- _RECORDS TO USE_
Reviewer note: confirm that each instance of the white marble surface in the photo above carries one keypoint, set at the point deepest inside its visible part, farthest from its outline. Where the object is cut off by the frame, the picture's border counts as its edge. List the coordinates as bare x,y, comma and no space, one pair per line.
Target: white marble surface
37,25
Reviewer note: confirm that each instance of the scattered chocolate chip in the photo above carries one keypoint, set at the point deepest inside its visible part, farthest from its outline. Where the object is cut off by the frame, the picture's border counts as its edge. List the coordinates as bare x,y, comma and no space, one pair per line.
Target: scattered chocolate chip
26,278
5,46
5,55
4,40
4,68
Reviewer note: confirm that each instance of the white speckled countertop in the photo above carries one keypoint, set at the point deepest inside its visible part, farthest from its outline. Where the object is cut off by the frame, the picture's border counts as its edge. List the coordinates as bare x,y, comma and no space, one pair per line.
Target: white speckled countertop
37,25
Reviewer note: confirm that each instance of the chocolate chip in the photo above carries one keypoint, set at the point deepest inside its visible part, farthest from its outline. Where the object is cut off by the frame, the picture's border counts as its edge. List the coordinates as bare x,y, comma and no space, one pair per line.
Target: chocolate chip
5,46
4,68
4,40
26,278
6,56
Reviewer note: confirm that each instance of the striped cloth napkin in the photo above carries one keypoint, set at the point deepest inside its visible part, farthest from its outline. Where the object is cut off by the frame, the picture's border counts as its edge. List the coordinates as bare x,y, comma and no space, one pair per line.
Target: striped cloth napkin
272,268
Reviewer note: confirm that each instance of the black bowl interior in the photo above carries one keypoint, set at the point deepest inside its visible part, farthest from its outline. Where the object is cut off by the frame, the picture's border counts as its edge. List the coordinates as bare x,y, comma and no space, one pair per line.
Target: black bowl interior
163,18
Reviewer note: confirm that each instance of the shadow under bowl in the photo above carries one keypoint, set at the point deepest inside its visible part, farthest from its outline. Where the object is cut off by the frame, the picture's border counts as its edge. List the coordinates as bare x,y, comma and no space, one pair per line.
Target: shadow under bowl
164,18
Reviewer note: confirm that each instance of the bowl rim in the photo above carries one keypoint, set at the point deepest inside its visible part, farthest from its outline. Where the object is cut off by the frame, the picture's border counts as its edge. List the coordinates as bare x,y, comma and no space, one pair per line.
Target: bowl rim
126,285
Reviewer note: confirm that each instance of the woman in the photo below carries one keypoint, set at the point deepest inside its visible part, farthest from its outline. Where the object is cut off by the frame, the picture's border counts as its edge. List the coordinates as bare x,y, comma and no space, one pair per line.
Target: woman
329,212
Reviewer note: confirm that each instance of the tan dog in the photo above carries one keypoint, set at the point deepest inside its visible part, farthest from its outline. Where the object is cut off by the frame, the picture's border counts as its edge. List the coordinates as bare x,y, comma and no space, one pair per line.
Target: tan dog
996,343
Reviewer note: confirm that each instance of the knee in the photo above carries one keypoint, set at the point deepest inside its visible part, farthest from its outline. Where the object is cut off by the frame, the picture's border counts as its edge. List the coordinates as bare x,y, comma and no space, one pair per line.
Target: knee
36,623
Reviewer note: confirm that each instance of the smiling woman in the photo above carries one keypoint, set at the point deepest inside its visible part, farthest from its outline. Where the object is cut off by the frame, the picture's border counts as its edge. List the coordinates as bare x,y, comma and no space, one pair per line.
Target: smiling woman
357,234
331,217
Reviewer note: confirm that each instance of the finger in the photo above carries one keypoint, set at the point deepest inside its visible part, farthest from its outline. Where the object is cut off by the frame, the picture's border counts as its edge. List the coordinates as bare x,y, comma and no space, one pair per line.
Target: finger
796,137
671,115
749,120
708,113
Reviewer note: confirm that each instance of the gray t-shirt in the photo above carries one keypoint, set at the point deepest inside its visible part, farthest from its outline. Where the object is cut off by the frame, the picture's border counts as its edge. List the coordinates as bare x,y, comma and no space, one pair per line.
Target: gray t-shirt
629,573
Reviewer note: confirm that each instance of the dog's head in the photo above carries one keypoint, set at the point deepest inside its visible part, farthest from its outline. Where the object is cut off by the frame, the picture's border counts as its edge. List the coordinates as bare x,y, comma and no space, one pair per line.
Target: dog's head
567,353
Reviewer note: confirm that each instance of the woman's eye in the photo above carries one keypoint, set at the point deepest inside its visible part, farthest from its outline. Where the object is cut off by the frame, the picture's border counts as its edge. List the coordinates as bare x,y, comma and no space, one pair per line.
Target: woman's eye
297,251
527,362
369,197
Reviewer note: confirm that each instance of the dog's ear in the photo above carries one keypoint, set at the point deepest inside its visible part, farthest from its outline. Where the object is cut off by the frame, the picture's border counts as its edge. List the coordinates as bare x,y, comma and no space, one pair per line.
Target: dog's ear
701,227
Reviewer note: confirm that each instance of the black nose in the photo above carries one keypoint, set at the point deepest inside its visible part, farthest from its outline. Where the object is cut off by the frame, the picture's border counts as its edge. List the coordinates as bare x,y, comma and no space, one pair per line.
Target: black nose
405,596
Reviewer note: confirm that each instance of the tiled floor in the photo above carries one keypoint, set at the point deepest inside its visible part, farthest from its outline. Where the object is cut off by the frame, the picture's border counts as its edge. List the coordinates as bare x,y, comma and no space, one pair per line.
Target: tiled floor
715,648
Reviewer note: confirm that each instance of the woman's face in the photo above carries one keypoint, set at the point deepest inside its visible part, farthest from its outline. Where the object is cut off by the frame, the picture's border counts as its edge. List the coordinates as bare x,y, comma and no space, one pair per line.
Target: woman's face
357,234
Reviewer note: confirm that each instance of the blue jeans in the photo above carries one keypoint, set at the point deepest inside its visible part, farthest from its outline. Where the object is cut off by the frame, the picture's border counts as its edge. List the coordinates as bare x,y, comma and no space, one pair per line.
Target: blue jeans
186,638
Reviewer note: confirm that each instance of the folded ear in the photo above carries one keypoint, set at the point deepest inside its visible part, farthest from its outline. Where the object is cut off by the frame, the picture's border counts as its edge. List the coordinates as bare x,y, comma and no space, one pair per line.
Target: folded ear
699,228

- _WHAT THIS TASK INVOLVES_
Print every record exactly as it was given.

- _COMPLETED EXERCISE_
Reviewer note: confirm that each instance of the white marble surface in the photo above carries one keypoint, set at the point deepest inside its visible part, farthest from its outline. Where the object is cut off by the frame, the picture's border counts as its edge. List the coordinates as bare x,y, comma and no space, one pair per line.
Target: white marble surface
37,25
Reviewer note: confirm that each instance of the scattered chocolate chip in the photo above carries one keypoint, set at the point deepest inside its visible part, farthest from its outline. Where the object is cut off by the frame, the picture's border counts as its edge. List the coordinates as bare x,y, comma and no space, one pair per line.
Target: scattered chocolate chip
26,278
5,46
5,55
4,40
4,68
Reviewer note: confirm that each instance of the white speckled countertop in the photo above carries one keypoint, set at the point deepest inside its visible part, farthest from its outline. Where the object is cut off by the frame, the picture's border counts as its edge. List the coordinates as bare x,y, comma and no space, one pair per line.
Target: white speckled countertop
37,25
Reviewer note: confirm that each instance of the chocolate chip in the photo above carries one keypoint, set at the point deepest inside its visible part, farthest from its outline. Where the object is cut off by the frame, the picture's border counts as its edge. List the coordinates as bare x,y, comma and no space, one pair per line.
Target: chocolate chip
5,46
4,68
4,40
26,278
6,56
Reviewer note: confirm that each instance of the striped cloth napkin in the photo above carries one keypoint, set at the point deepest inside its visible part, farthest from its outline. Where the object is cut off by the frame, the picture's border counts as its edge. List the coordinates as bare x,y, comma and no space, one pair per line.
Target: striped cloth napkin
272,268
Reviewer note: confirm that each instance of the black bowl interior in the photo above carries one keypoint, set at the point deepest inside its visible part, farthest from its outline. Where the object is cut off by the frame, the picture's border counts as its edge. List the coordinates as bare x,y, comma and no space, one pair per line.
Target: black bowl interior
163,18
Reviewer note: confirm that each instance of the shadow under bowl in the photo above carries one keypoint, set at the point deepest inside its visible part, farthest from its outline. Where the object is cut off by the frame, the picture's border counts as its edge. List the coordinates as bare x,y, comma and no space, one pair per line.
Target: shadow under bowl
164,18
Reviewer note: confirm that each instance of the bowl rim in the photo above carries one keypoint, set at the point deepest inside its visible part, farthest from its outline. Where the object is cut off by the frame, the picture's border counts as its edge. List the coordinates as bare x,y, comma and no space, one pair per line.
Target: bowl rim
126,285
Reviewer note: confirm that each instance of the woman in the photo below carries one keypoint, set at the point deepest inside its visible part, farthest from its outline. Where the object is cut off by the frame, the picture's border counts as its edge. List the coordinates as bare x,y, comma and no space, one pair per line.
Target: woman
329,212
Reviewer note: confirm that each instance of the tan dog in the photo above carries one keypoint, set at the point deepest inside its visible part, farthest from its outline. Where the object is cut off by the frame, the picture's border counts as its edge. List the coordinates as bare x,y, comma and no space, one pair per line.
Target: tan dog
996,343
Reviewer note: confirm that each instance of the knee in the photo above carries one keypoint, set at the point deepest inside its visible part, farthest from its outline. Where the object is cut off by the frame, the picture's border counts as its edge. List the coordinates as bare x,y, comma and no space, one pair per line.
Target: knee
36,623
Reviewer note: confirm that each instance of the smiling woman in the photo above carries one keypoint, set at the point deepest inside its visible part, farthest from its outline. Where the object is cut off by the frame, the picture's border counts as its edge. List the coordinates as bare x,y, comma and no space, one pair per line.
Target: smiling woman
357,234
331,217
Reviewer note: confirm that each instance of the finger in the photo above carries one keypoint, set at the point deepest inside its visible part, farthest from its outline. Where the object is cut off by the frame, the picture's border counts as its edge. List the coordinates as bare x,y, comma and no space, one pair per line.
Target: finger
796,137
671,115
749,120
708,113
Reviewer note: confirm that each instance of the gray t-shirt in the photo above carries one keypoint, set at the point deepest inside its visible part, farthest from its outline. Where the object is cut off by the frame, the picture's border counts as its edge. List the coordinates as bare x,y, comma and no space, one pair per line.
Target: gray t-shirt
629,573
Reviewer note: confirm that each instance of the dog's head in the photo above carries one keypoint, set at the point deepest inside its visible part, farthest from its outline. Where the object is cut off by the frame, the picture's border counts as its edge. List the coordinates as bare x,y, comma and no space, one pair per line.
Target: dog's head
567,353
Reviewer note: confirm that each instance of the woman's eye in the photo above carries one keypoint, set at the point deepest inside its visible part, farthest from its outline. Where the object is cut off by the frame, the picture's border counts as its edge. List the coordinates as bare x,y, comma and no space, one pair per line.
Target: woman's eye
297,251
527,362
369,197
Reviewer note: confirm that each instance of the dog's ear in the photo above carries one keypoint, set at the point deepest inside its visible part, farthest from its outline. Where the object is cut off by the frame, the picture's border counts as its edge. List the coordinates as bare x,y, comma and no space, one pair per line.
Target: dog's ear
701,227
Reviewer note: confirm that each instance of the black nose in the photo above carries one keypoint, set at the point deepest inside its visible part, farthest from its outline. Where the object is cut off by the frame, the picture's border counts as its edge. List the coordinates as bare x,y, comma and no space, one pair per line.
Target: black nose
405,596
Reviewer note: confirm that each instance of the tiled floor in the photo above carries one keypoint, set at the point deepest inside its visible part, farthest from its outline. Where the object is cut off by the frame, the picture's border counts as its edge. List the coordinates as bare x,y, comma and no space, one pair per line.
Target: tiled floor
715,648
Reviewer note: confirm that each instance of the woman's face in the photo above carries one keypoint, set at the point deepest inside its visible part, farthest from its outline. Where the object is cut off by the frame, the picture's border counts as its edge. List the coordinates as bare x,y, comma and no space, one pair per line.
Target: woman's face
357,234
Reviewer note: confirm that each instance of the blue jeans in the photo above carries one keypoint, set at the point deepest inside its visible part, farthest from its outline. Where the object is cut off by the frame, the picture's border counts as its edge. List the coordinates as bare x,y, comma and no space, one pair per line.
Target: blue jeans
186,638
Reviewer note: confirm that each instance of the folded ear in the photo above carries one keypoint, set at the point deepest inside its visible part, farthest from its outline. Where the object is cut off by the frame, the picture's border counts as its edge. List the coordinates as bare x,y, comma and no space, one pair per line.
Target: folded ear
699,228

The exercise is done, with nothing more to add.